**Brief**
Each and every line below goes into your answer unchanged, but leave out the images.

Source material section start

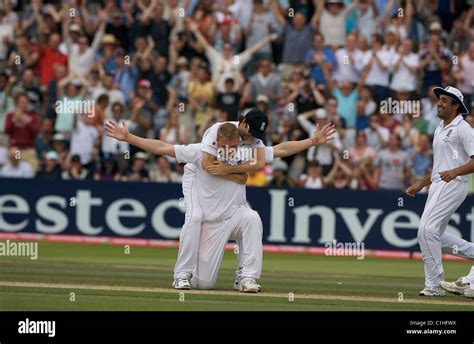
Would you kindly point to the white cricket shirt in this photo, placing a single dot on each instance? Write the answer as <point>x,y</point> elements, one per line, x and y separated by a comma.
<point>453,146</point>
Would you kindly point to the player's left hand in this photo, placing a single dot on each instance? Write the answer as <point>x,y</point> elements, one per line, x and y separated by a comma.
<point>218,169</point>
<point>449,175</point>
<point>324,135</point>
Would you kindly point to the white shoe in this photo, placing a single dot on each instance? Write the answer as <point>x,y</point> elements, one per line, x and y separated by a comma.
<point>248,285</point>
<point>437,291</point>
<point>456,287</point>
<point>469,293</point>
<point>181,284</point>
<point>237,285</point>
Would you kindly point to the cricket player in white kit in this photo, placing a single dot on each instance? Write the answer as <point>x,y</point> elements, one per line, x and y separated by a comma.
<point>190,235</point>
<point>453,159</point>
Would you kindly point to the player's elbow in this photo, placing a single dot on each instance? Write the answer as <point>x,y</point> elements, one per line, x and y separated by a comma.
<point>258,165</point>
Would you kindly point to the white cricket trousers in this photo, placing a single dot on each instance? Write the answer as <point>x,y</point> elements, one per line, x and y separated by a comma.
<point>190,233</point>
<point>245,226</point>
<point>443,200</point>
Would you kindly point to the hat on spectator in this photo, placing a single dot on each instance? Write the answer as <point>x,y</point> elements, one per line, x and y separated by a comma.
<point>182,61</point>
<point>204,65</point>
<point>108,157</point>
<point>75,28</point>
<point>320,113</point>
<point>144,83</point>
<point>59,137</point>
<point>141,155</point>
<point>262,98</point>
<point>109,39</point>
<point>76,158</point>
<point>453,93</point>
<point>257,122</point>
<point>52,155</point>
<point>279,165</point>
<point>435,26</point>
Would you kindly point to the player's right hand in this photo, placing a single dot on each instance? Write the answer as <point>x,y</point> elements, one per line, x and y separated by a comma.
<point>116,132</point>
<point>413,189</point>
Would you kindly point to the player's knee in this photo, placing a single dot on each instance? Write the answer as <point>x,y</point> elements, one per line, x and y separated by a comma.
<point>196,219</point>
<point>252,217</point>
<point>427,234</point>
<point>205,285</point>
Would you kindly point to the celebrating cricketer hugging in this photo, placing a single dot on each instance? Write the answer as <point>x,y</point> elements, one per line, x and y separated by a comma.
<point>216,209</point>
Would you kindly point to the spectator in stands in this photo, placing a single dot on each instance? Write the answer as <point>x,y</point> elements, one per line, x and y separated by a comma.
<point>108,169</point>
<point>6,101</point>
<point>75,171</point>
<point>225,64</point>
<point>405,68</point>
<point>201,95</point>
<point>162,173</point>
<point>340,176</point>
<point>390,165</point>
<point>330,19</point>
<point>379,63</point>
<point>429,109</point>
<point>16,167</point>
<point>111,146</point>
<point>322,153</point>
<point>420,159</point>
<point>84,141</point>
<point>107,87</point>
<point>463,72</point>
<point>137,171</point>
<point>434,61</point>
<point>318,56</point>
<point>44,137</point>
<point>361,151</point>
<point>296,38</point>
<point>376,135</point>
<point>348,61</point>
<point>313,178</point>
<point>22,125</point>
<point>49,56</point>
<point>27,85</point>
<point>262,23</point>
<point>346,96</point>
<point>229,100</point>
<point>264,82</point>
<point>81,55</point>
<point>60,146</point>
<point>50,169</point>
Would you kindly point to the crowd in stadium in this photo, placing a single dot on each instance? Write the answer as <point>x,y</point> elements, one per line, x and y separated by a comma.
<point>172,68</point>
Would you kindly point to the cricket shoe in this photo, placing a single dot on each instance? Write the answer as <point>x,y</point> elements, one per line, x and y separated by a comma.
<point>248,285</point>
<point>457,287</point>
<point>237,285</point>
<point>469,293</point>
<point>437,291</point>
<point>181,284</point>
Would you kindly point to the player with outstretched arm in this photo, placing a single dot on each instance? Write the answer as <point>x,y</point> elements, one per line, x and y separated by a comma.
<point>453,160</point>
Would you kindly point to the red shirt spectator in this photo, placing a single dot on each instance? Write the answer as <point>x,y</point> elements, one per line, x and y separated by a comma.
<point>49,57</point>
<point>22,125</point>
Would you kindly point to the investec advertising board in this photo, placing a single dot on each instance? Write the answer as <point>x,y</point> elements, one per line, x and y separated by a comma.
<point>301,217</point>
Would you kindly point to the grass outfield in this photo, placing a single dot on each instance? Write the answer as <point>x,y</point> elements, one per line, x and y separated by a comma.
<point>103,277</point>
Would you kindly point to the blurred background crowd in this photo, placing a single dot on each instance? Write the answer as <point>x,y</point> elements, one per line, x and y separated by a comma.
<point>172,68</point>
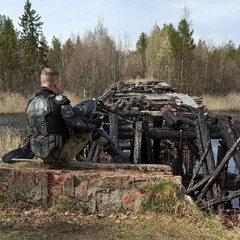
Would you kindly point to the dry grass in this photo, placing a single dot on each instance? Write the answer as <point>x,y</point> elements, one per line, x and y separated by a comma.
<point>24,222</point>
<point>12,103</point>
<point>16,103</point>
<point>227,103</point>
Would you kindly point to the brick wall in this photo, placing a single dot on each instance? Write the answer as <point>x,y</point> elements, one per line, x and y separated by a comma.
<point>103,190</point>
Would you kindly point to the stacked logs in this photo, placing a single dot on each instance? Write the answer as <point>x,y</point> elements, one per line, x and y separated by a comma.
<point>159,126</point>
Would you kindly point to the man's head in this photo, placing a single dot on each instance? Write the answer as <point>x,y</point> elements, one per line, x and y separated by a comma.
<point>50,78</point>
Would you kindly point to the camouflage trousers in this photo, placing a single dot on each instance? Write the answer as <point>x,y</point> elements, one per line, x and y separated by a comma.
<point>72,147</point>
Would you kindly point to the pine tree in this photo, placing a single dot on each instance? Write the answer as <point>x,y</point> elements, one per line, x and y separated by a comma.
<point>182,46</point>
<point>33,45</point>
<point>9,54</point>
<point>141,50</point>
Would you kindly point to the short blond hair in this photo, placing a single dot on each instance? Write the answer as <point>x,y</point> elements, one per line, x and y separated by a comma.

Source material section end

**Exercise output**
Would you kindly point to the white cricket shirt in this photo, placing a single dot on each instance? Write the answer as <point>x,y</point> elements, one per line, x and y separated by a comma.
<point>453,146</point>
Would you kindly point to the player's left hand in this photo, placing a single dot on each instance? Write the answer as <point>x,y</point> elements, one per line, x and y separated by a comma.
<point>218,169</point>
<point>449,175</point>
<point>324,135</point>
Would you kindly point to the white shoe in this photo, placing a single dot on each instance? Write the answer as <point>x,y</point> elements, one per line, x and y separated by a comma.
<point>248,285</point>
<point>437,291</point>
<point>456,287</point>
<point>469,293</point>
<point>181,284</point>
<point>237,285</point>
Would you kindly point to the cricket player in white kit in this photo, placing a single dot on each instance? Write the answer as <point>x,y</point> elements, one per line, x and y separated by a comma.
<point>190,235</point>
<point>453,159</point>
Would you kindly point to the player's elbow in this photo, placing a single dot on each instance? Write the answer as <point>x,y</point> elements, one per line, x and y separated by a comma.
<point>258,165</point>
Would you kindly point to the white cricket trousers in this photo, placing a single dot on each instance? Write the answer as <point>x,y</point> elements, one per line, x and y separated by a comma.
<point>190,233</point>
<point>245,226</point>
<point>443,200</point>
Would you kindly point to the hat on spectator in this photo, placing a single dot on each instance? Write the answer as <point>x,y</point> elements, one per line, x and y separated by a comma.
<point>182,61</point>
<point>204,65</point>
<point>108,157</point>
<point>75,28</point>
<point>320,113</point>
<point>144,83</point>
<point>59,137</point>
<point>141,155</point>
<point>262,98</point>
<point>109,39</point>
<point>76,158</point>
<point>453,93</point>
<point>257,122</point>
<point>52,155</point>
<point>279,165</point>
<point>435,26</point>
Would you kindly point to the player's right hand in this photo, placing a single dot on each instance? Write the answer as <point>x,y</point> elements, one per line, x and y separated by a comma.
<point>116,132</point>
<point>413,189</point>
Would you kindly point to the player's knee in this photo, placing a single dot on each instance? Write the answer as <point>x,y</point> elements, one per line, x and y separated by a comma.
<point>196,219</point>
<point>252,217</point>
<point>427,234</point>
<point>205,285</point>
Would you kindly point to the celebrating cricketer hugging in this photo, placing a single dot on each instance? Write the answer as <point>x,y</point> elements, one per line, x and y separated by a comma.
<point>216,209</point>
Would you kindly point to the spectator in stands in this photo, placing a single dot on each instance? Write the answer as <point>x,y</point> elements, one per line, x and y separated by a comma.
<point>108,169</point>
<point>6,101</point>
<point>75,171</point>
<point>225,64</point>
<point>405,68</point>
<point>201,95</point>
<point>162,173</point>
<point>340,176</point>
<point>390,165</point>
<point>330,19</point>
<point>379,63</point>
<point>429,109</point>
<point>16,167</point>
<point>111,146</point>
<point>322,153</point>
<point>420,159</point>
<point>84,141</point>
<point>107,87</point>
<point>463,72</point>
<point>137,171</point>
<point>434,61</point>
<point>318,56</point>
<point>44,137</point>
<point>361,151</point>
<point>296,38</point>
<point>376,135</point>
<point>348,61</point>
<point>313,178</point>
<point>22,125</point>
<point>49,56</point>
<point>27,85</point>
<point>262,23</point>
<point>346,96</point>
<point>229,100</point>
<point>264,82</point>
<point>81,55</point>
<point>60,146</point>
<point>50,169</point>
Would you kindly point to the crowd in stadium in this photo, placing a single dot on each instance? Write the answer as <point>x,y</point> elements, one per line, x and y separated by a comma.
<point>172,68</point>
Would you kindly point to the cricket shoe in this photo, placing a single dot on each instance? Write the answer as <point>x,y</point> elements, one per line, x and y separated by a comma.
<point>248,285</point>
<point>457,287</point>
<point>237,285</point>
<point>469,293</point>
<point>437,291</point>
<point>181,284</point>
Would you kindly point to the player with outstretched arm in this photo, placing a single dot on each instance? Write the answer as <point>x,y</point> elements, one per line, x and y separated by a comma.
<point>453,160</point>
Would you kindly point to the red shirt spectator in this photo, placing a single dot on each instance? Write the answer as <point>x,y</point> elements, one per line, x and y separated by a comma.
<point>49,57</point>
<point>22,125</point>
Would you kindly point to the investec advertising board in this photo, placing a single dot on each instance? Write the answer as <point>x,y</point> elements, one per line, x and y separated by a comma.
<point>301,217</point>
Would you kindly point to the grass outfield in this photo, placing a single dot on each instance? Write the answer as <point>x,y</point> elements, one per line, x and y separated by a comma.
<point>103,277</point>
Would you kindly point to the blurred background crowd in this photo, placing a single dot on each instance? Write the answer as <point>x,y</point> elements, one per line, x and y separated by a comma.
<point>172,68</point>
Would you kindly point to the dry grass in this photo, placing a single dot on each instance? Write the answer as <point>x,y</point> elements, one per line, x and y separated by a comma.
<point>24,222</point>
<point>12,103</point>
<point>16,103</point>
<point>227,103</point>
Would you kindly point to the brick wall in this photo, placing a single dot on each instance? Write the answer as <point>x,y</point> elements, one per line, x and y separated by a comma.
<point>103,190</point>
Would you kindly point to the stacked logs in this photo, placing a single dot on each instance? Write the answer as <point>x,y</point> elements, one per line, x and y separated by a comma.
<point>159,126</point>
Would you kindly point to the man's head in this photo, placing a single dot on each instance? Write the answer as <point>x,y</point> elements, one per line, x and y separated by a comma.
<point>50,78</point>
Would you kindly point to the camouflage trousers in this photo, placing a single dot on each instance? Write the answer as <point>x,y</point> elements, one per line, x and y separated by a comma.
<point>72,147</point>
Would you kindly point to the pine tree in this photo, placing a single dot on each instance? Write the answer as <point>x,y</point> elements, one per line, x and y separated by a comma.
<point>182,46</point>
<point>33,45</point>
<point>9,54</point>
<point>141,50</point>
Would you kindly point to the short blond hair in this photo, placing a single dot on each instance? Write the answer as <point>x,y</point> elements, one per line, x and y separated by a comma.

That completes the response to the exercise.